=== STATED EXERCISE ===
Find every line below that contains the word "water", and copy each of those lines in full.

=== RECORD SET ===
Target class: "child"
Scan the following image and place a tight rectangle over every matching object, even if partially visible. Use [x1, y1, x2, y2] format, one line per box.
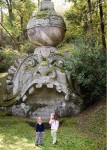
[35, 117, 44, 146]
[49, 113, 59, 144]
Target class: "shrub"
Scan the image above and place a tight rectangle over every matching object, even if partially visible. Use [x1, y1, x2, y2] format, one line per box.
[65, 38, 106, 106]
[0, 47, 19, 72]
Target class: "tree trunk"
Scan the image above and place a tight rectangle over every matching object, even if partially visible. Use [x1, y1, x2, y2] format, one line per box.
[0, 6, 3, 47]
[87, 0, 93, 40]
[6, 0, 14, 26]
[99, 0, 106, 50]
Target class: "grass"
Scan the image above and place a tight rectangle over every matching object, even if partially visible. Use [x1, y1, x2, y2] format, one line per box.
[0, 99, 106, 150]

* * *

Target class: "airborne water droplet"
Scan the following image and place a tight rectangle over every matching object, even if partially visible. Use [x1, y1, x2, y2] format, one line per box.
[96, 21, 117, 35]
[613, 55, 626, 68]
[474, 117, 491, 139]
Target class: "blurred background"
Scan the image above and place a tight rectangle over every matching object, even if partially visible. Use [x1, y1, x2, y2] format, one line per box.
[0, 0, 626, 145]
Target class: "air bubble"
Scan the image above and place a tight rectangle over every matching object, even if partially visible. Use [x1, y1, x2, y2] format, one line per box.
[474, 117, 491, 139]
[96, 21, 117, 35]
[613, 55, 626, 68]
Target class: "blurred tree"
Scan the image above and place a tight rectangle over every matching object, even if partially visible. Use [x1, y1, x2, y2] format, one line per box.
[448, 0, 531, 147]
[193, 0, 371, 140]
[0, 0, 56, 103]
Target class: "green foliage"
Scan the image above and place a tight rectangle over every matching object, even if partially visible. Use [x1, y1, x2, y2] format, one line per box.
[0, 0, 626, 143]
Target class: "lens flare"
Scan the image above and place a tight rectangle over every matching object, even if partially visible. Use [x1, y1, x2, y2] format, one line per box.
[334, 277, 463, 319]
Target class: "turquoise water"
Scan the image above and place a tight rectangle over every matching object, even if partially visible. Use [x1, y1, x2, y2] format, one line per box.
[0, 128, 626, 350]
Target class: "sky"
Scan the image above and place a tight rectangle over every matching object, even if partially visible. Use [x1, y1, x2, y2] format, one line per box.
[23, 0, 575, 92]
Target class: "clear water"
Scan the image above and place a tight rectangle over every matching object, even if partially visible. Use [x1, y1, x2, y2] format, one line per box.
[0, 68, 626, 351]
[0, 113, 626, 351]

==

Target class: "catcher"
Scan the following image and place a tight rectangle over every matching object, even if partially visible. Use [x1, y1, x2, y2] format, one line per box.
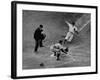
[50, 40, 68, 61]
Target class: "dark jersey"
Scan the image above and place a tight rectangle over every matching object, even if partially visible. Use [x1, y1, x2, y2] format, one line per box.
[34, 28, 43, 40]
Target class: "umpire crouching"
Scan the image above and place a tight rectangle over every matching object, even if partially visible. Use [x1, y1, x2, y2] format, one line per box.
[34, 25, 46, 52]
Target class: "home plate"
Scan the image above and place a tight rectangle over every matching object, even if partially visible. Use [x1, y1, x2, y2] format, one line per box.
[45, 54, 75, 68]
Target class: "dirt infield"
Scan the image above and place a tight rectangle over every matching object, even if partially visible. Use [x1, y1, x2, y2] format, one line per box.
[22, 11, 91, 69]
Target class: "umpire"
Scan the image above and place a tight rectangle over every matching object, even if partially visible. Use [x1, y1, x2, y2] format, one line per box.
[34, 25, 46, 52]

=== REPLY ===
Target class: "airborne water droplet"
Target class: "turquoise water"
Target class: "clear water"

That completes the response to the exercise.